───── 文書抜粋
特に可もなく不可もなくといった感じです。敵との戦闘シーンが全てはさまれますが(設定次第ではスキップもできるのかも)、スキップだけでなく早送りや一時停止もできるのでめんどくさいなと思うことはありません。私の場合は戦闘シーンを見るのが好きだったので、極力全て見ていましたが、仲間が死ぬことが確定した戦闘はスキップしていました、つらくて(笑)

仲間を動かすときに、選択→移動先を選ぶ→攻撃や持ち物等のコマンドを選ぶ、と操作するのですが、サクサクと押せてしまう反面、移動先を誤って仲間と重ねてしまい意図せず防陣にしてしまったり、 やっぱりこのキャラは後にして別のキャラから動かそうと、他のキャラを選択したつもりが、まだ前のキャラの操作中だったりと、こなれて操作してミスが頻発してしまうこともありました。これは私のせっかちさ故だとは思います…。

総合:★★★★☆

白夜王国ver.をすでにプレイしていたので、実質2周目の気分で最初は始めたのですが、全然そんなことはありませんでした。ストーリーも局面も全然違うし、主人公の性別を変えたことで結婚システムをまた新鮮に楽しむこともできました。

本作は元々やるつもりで積みゲーに入れていたのですが、今回DLCの配信終了を受けて急遽プレイすることとなりました。そのため白夜王国ver.とは3年ぐらい時期が空いてしまったところがあります。
──────────
───── データセット記録
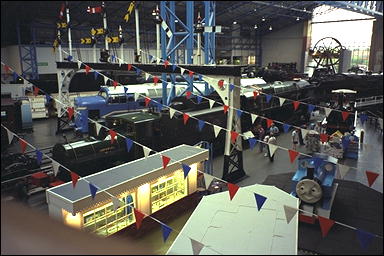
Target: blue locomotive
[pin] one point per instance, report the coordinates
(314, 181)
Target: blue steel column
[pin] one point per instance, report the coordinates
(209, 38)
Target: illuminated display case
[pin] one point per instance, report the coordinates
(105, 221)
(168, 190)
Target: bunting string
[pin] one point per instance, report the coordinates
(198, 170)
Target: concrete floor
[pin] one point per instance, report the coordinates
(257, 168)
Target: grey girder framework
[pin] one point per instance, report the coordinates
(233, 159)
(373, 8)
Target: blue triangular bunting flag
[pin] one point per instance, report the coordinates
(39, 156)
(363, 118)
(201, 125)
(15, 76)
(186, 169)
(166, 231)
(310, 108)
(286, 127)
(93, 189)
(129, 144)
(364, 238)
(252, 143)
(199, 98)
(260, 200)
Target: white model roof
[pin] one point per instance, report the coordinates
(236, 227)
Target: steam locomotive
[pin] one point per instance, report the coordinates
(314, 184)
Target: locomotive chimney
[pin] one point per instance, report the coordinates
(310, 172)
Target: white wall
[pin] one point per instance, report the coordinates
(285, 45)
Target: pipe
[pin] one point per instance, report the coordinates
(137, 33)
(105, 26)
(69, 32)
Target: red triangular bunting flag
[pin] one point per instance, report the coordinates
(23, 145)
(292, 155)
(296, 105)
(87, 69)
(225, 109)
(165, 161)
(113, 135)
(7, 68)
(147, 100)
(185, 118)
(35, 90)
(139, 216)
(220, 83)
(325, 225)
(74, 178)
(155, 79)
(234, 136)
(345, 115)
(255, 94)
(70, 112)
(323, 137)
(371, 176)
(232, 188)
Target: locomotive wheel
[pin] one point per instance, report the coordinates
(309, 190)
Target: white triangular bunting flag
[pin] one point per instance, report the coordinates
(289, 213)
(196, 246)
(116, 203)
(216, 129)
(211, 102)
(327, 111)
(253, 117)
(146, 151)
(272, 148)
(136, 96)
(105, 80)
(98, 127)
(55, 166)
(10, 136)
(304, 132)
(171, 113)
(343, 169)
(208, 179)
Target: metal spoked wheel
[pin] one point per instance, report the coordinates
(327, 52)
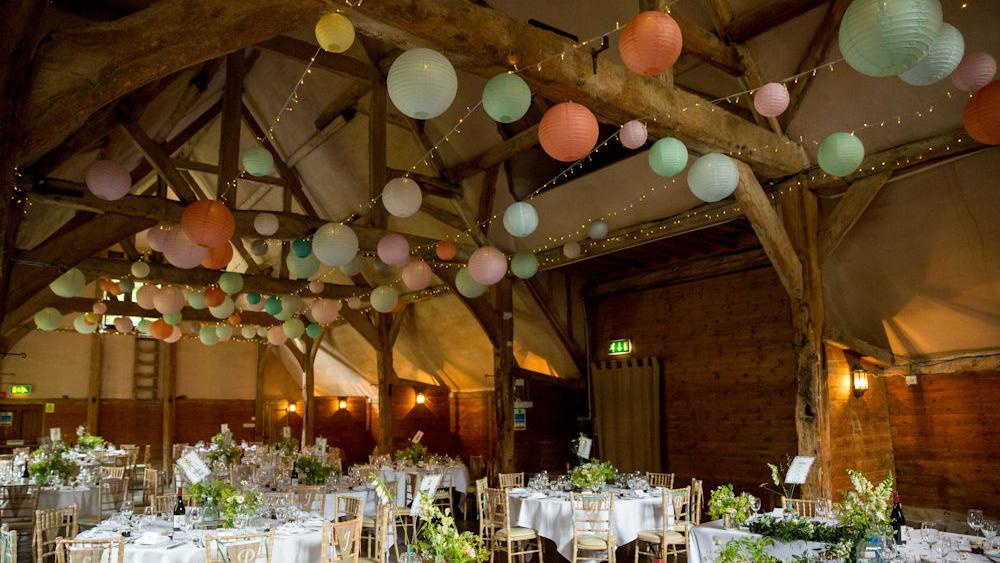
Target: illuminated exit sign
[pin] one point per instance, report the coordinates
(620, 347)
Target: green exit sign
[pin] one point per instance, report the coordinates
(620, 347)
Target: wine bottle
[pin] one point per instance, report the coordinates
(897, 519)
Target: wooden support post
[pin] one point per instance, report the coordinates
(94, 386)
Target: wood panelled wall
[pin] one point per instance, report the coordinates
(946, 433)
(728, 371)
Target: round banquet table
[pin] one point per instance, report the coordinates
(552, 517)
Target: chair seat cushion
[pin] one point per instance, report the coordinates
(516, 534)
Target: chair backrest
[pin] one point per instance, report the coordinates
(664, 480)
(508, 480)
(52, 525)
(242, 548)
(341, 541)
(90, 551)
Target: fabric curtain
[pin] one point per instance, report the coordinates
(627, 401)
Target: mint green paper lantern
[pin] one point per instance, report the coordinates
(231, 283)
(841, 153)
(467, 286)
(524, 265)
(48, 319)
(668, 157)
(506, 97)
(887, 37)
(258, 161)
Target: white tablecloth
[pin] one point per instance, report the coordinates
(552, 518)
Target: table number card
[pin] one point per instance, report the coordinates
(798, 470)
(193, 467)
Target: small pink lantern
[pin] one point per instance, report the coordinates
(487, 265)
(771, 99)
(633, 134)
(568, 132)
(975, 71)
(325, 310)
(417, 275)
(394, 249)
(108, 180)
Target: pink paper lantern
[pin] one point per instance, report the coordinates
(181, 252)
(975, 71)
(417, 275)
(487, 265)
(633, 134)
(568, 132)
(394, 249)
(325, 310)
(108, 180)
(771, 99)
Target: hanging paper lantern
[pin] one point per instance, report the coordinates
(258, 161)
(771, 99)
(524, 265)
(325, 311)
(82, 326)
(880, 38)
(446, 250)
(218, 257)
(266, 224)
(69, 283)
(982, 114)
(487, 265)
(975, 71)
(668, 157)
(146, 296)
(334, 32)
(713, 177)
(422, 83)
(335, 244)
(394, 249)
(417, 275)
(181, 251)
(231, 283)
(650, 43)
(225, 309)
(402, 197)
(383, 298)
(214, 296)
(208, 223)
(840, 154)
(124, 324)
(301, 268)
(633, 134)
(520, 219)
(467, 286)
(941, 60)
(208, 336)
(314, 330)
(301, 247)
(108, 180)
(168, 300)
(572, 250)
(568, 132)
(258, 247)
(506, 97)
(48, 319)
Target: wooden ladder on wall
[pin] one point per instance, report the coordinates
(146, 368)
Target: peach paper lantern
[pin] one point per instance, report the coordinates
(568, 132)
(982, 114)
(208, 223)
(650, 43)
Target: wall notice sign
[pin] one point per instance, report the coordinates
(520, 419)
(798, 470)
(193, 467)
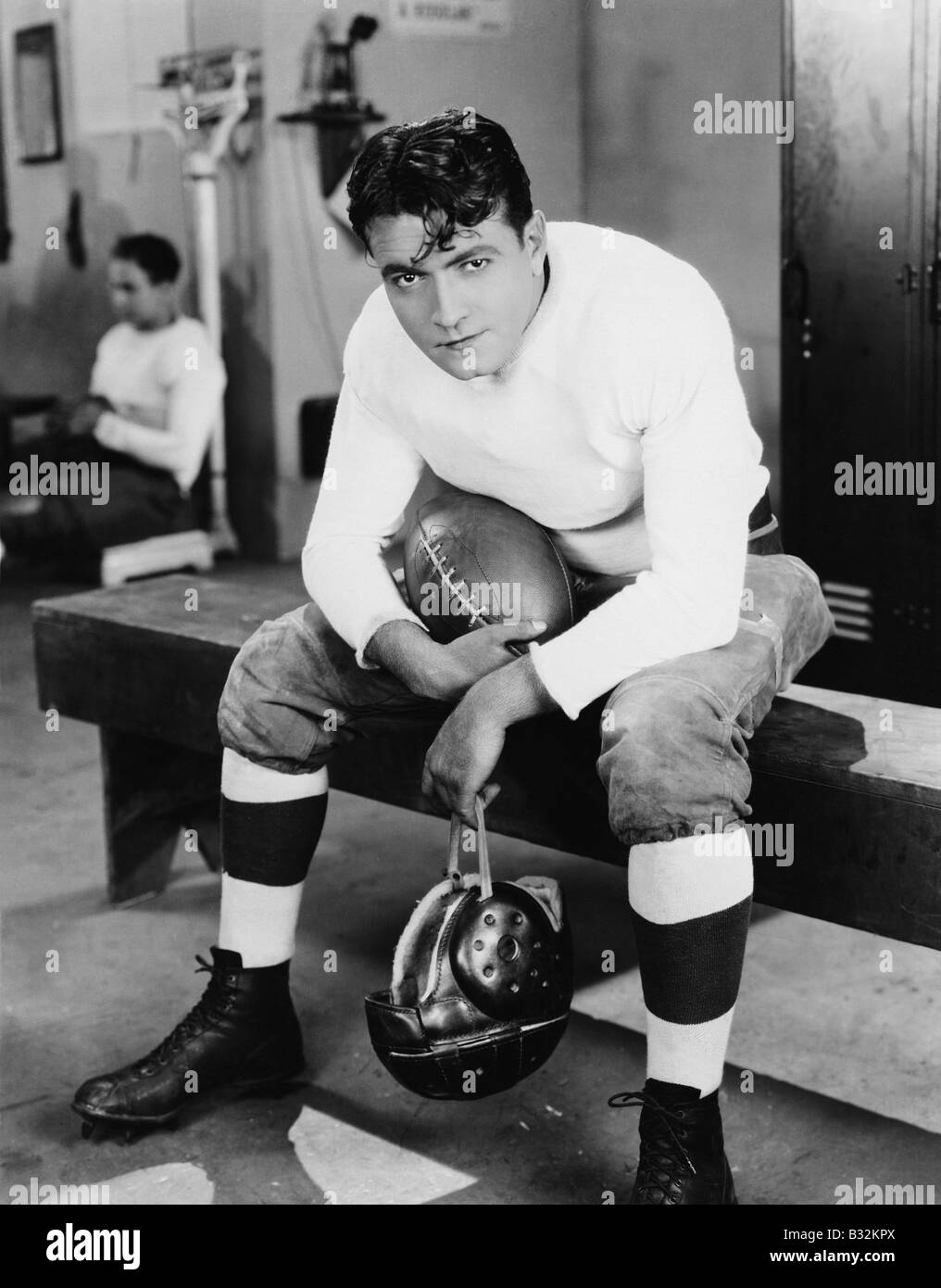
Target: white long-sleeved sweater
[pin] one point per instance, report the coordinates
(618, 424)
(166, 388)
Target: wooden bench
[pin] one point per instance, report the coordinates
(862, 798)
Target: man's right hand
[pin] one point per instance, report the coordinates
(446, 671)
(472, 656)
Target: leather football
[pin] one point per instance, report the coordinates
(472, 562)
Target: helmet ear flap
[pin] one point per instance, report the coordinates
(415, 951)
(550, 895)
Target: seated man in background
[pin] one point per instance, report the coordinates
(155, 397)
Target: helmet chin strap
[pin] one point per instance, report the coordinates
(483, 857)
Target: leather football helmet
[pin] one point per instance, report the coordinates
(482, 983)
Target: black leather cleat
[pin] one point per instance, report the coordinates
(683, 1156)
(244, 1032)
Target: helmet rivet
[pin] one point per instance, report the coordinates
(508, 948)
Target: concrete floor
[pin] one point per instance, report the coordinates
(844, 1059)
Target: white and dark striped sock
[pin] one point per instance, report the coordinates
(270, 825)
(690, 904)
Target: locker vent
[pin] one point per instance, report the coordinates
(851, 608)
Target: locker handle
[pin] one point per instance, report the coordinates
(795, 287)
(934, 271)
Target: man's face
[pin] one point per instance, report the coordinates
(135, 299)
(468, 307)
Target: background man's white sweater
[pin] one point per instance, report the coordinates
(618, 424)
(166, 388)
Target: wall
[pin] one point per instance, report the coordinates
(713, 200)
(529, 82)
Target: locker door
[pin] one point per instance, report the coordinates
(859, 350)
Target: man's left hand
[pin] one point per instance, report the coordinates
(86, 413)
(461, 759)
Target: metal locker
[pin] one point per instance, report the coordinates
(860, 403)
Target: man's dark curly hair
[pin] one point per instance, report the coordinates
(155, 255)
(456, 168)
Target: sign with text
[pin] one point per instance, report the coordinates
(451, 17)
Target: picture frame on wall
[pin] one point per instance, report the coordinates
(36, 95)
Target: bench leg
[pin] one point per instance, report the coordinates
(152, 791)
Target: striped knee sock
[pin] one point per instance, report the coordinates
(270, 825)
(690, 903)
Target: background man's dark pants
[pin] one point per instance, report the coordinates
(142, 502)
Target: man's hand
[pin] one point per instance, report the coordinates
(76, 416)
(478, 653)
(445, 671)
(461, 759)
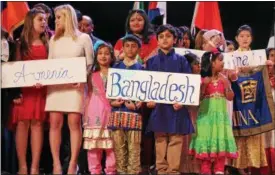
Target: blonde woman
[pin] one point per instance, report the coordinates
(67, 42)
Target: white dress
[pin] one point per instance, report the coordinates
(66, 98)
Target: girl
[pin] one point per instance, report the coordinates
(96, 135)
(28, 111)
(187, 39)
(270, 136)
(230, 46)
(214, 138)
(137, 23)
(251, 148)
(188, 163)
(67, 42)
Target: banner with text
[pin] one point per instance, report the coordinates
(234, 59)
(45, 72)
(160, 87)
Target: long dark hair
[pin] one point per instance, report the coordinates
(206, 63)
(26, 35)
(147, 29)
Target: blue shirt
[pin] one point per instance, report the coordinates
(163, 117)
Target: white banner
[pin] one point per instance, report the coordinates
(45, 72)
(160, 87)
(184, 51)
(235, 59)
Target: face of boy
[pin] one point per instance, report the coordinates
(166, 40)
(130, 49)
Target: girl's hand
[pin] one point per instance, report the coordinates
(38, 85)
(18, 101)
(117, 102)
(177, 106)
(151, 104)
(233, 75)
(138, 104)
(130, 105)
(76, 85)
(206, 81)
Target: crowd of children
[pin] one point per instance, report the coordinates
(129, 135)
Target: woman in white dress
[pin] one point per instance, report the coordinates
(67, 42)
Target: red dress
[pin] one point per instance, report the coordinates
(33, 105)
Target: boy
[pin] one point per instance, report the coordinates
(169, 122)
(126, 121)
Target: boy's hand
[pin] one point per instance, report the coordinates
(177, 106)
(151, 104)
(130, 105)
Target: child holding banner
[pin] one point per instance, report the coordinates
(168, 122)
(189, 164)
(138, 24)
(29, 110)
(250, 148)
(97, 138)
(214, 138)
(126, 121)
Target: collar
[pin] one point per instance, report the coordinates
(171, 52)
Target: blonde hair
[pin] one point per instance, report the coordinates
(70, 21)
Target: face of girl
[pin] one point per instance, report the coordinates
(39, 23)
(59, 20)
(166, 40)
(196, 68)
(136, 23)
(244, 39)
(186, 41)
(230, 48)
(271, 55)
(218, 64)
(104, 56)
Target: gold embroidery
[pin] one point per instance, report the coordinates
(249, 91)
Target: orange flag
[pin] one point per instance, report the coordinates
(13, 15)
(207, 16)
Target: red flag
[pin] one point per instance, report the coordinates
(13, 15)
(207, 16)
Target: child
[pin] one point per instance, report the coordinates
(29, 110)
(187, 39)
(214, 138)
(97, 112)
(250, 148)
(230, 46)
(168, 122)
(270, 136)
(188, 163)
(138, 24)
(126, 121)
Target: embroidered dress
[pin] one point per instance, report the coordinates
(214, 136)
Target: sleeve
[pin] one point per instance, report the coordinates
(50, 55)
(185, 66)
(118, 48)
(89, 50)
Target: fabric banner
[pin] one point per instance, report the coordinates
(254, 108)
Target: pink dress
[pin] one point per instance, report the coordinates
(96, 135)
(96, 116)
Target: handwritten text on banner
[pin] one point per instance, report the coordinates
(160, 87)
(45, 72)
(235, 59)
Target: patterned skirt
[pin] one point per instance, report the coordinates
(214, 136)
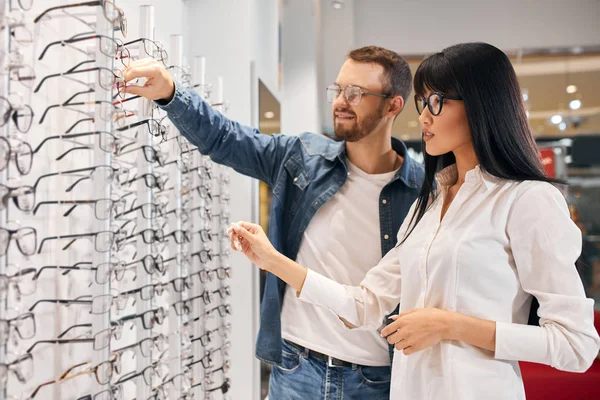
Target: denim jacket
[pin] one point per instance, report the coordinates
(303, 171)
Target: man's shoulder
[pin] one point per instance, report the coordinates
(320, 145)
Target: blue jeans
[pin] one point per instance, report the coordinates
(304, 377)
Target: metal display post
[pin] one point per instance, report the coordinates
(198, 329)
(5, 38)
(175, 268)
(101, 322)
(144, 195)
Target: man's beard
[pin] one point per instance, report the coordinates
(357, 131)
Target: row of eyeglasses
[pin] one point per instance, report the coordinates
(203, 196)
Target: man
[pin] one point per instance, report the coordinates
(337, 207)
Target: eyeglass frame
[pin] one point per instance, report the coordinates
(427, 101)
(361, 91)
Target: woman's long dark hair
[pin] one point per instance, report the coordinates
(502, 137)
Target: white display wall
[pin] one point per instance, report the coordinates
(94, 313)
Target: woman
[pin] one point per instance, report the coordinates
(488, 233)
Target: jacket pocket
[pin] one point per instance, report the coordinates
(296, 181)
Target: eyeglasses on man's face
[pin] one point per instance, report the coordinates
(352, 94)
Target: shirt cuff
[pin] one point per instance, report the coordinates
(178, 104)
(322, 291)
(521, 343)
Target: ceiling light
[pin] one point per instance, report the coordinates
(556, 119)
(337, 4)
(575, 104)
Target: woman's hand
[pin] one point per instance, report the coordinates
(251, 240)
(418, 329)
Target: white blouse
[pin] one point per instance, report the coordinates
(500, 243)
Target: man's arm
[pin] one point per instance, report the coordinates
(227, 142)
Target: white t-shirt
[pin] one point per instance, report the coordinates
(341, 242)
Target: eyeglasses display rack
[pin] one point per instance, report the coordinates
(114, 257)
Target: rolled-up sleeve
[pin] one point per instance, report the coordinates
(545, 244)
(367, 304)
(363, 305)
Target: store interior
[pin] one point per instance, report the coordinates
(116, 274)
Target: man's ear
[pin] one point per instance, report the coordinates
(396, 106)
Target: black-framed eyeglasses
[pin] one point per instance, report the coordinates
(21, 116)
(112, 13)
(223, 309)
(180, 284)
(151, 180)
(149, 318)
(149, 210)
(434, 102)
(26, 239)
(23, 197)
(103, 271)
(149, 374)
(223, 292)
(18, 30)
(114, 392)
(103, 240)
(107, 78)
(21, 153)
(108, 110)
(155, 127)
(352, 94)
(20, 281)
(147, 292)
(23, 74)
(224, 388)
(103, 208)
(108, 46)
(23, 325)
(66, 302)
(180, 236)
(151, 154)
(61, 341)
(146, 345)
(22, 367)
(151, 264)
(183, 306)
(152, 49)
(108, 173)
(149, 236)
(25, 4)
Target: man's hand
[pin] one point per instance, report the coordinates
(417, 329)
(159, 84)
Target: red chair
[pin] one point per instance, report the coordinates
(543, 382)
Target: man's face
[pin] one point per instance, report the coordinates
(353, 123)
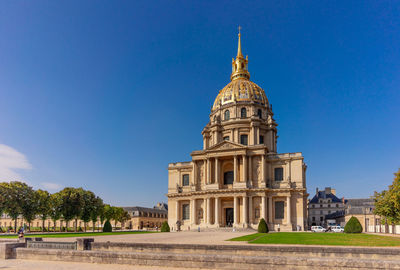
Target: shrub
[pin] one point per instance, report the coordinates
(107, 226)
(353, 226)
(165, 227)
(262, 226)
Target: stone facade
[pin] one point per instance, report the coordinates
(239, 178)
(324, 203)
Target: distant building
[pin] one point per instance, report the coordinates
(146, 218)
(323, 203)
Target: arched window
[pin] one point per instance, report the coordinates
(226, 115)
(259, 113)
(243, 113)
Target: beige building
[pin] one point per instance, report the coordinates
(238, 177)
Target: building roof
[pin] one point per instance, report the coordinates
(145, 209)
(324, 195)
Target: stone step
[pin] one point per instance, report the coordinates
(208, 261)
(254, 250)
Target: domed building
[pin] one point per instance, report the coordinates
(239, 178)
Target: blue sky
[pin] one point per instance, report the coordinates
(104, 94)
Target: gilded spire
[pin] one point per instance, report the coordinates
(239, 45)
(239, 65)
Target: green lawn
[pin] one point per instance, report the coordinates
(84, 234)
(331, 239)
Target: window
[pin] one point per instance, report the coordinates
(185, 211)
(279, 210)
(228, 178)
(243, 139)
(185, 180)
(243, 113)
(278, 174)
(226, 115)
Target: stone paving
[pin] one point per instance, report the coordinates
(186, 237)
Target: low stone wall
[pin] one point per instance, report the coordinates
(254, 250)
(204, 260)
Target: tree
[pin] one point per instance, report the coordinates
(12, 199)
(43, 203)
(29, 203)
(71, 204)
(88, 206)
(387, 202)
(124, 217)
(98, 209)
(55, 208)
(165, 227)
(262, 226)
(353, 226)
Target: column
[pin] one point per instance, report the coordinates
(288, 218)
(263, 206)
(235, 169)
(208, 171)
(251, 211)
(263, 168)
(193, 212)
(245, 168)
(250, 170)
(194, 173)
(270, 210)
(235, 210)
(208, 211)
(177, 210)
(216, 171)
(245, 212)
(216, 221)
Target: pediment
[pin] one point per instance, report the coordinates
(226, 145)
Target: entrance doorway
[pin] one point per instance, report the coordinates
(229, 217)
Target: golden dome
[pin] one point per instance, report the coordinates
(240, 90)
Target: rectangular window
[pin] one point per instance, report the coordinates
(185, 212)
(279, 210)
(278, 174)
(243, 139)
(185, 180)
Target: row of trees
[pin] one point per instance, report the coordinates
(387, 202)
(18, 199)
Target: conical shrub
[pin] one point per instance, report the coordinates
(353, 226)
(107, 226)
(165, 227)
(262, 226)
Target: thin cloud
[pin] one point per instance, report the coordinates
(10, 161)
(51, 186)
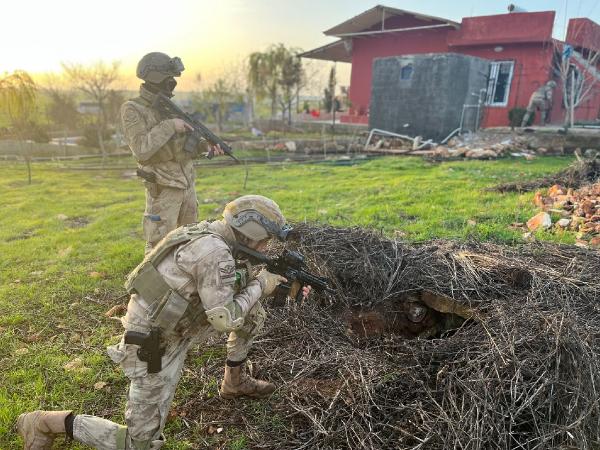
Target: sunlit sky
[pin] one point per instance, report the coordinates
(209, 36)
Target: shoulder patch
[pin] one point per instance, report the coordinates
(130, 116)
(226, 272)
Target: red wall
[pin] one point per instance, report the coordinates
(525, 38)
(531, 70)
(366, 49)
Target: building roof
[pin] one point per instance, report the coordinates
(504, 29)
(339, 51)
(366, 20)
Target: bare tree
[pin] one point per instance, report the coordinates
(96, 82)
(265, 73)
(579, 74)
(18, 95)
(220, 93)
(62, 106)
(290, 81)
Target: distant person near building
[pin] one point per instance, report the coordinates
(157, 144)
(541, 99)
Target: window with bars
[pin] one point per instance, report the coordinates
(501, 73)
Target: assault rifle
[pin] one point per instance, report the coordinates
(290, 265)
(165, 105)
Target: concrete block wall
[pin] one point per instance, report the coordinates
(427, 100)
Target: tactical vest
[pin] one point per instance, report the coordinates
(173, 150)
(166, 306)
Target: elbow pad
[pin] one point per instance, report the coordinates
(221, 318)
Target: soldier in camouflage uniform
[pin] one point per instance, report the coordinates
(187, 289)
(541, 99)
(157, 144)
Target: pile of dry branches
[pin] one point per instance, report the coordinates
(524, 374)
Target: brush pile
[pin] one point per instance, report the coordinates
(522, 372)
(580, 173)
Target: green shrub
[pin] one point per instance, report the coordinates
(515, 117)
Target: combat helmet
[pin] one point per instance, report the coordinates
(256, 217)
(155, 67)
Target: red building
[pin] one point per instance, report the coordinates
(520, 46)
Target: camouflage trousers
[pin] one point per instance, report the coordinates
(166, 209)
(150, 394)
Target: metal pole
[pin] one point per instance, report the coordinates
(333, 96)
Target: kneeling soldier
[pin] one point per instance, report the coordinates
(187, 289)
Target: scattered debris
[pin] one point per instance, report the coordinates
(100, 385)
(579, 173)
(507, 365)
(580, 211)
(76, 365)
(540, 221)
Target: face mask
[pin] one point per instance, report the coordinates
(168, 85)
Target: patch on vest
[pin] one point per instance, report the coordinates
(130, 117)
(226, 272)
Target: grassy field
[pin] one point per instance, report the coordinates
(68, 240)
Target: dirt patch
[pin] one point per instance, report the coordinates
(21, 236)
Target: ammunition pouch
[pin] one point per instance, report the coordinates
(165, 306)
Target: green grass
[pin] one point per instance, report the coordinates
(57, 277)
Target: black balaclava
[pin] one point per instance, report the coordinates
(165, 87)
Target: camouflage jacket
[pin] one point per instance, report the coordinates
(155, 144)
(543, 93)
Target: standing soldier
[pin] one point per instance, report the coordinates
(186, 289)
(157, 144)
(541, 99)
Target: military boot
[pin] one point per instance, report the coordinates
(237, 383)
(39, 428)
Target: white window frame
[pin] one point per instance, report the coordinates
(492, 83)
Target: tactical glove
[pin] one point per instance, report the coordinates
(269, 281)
──────────
## 要件
上の文書抜粋に記されている、仲間を動かすときの操作の段階を、記載順にすべて挙げてください。

## 結果
1. 選択
2. 移動先を選ぶ
3. 攻撃や持ち物等のコマンドを選ぶ